→ Written instruction a
Answer these questions from the harmony explanation, one line each, labeled (i), (ii), (iii):
(i) Which two "Times" are exact parallel transpositions of "Time 1"?
(ii) Which chord does "Time 1" start with?
(iii) How far apart are the two notes the bass rocks between?

→ Document
* Begin *
This is a vibe! The first thing to point out is that "Time 3" and "Time 4" are exact parallel transpositions of "Time 1", which means that yes, basically they "have their own key" as you put it. The other thing (which is what makes this piece such a vibe!) is that each "Time" actually contains two chords, which correspond to when you change the note in the bass. So "Time 1" starts with a A#min, then goes to BMaj when the D# plays in the melody and the B in the bass, then back to A#min when you go back to the C# over the A#. As you say about this not matching standard scales, and as is mentioned in the comments, this generates quite a large "contrast" or what feels like a large "move" in the harmony - the 'standard scales' that work in A#min and the 'standard scales' that work in BMaj don't share many notes - yet it's held together by the bass just rocking between two notes a semitone apart and the melody having strong melodic coherence.
* End *
→ Written instruction b
In the entries below, swap "blurred green leaf" for "out-of-focus green leaf" wherever it appears. Leave everything else unchanged, and leave out the pictures.

→ Records shown
* Begin *
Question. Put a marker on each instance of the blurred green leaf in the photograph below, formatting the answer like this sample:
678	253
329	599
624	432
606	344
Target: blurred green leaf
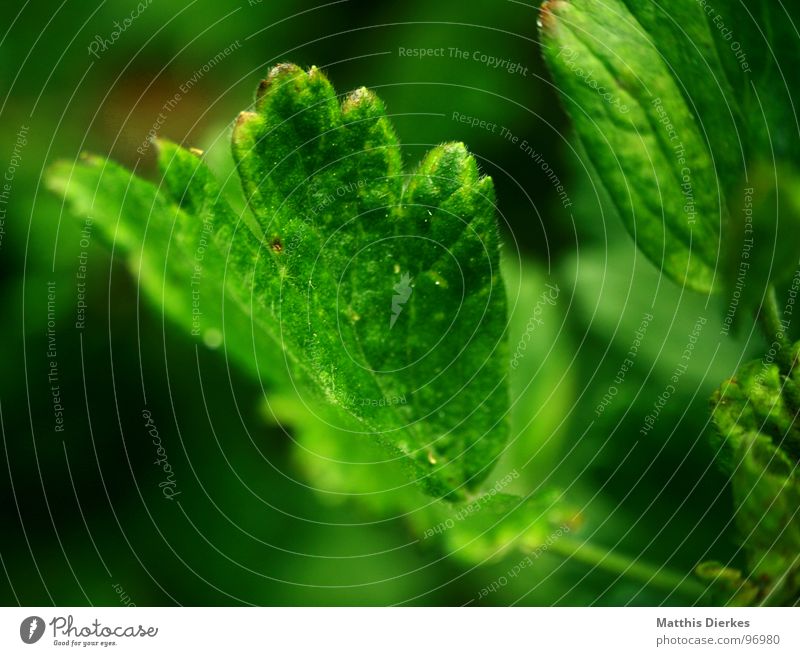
* End *
→ Written solution a
(i) "Time 3" and "Time 4"
(ii) A#min
(iii) A semitone

→ Written solution b
Question. Put a marker on each instance of the out-of-focus green leaf in the photograph below, formatting the answer like this sample:
678	253
329	599
624	432
606	344
Target: out-of-focus green leaf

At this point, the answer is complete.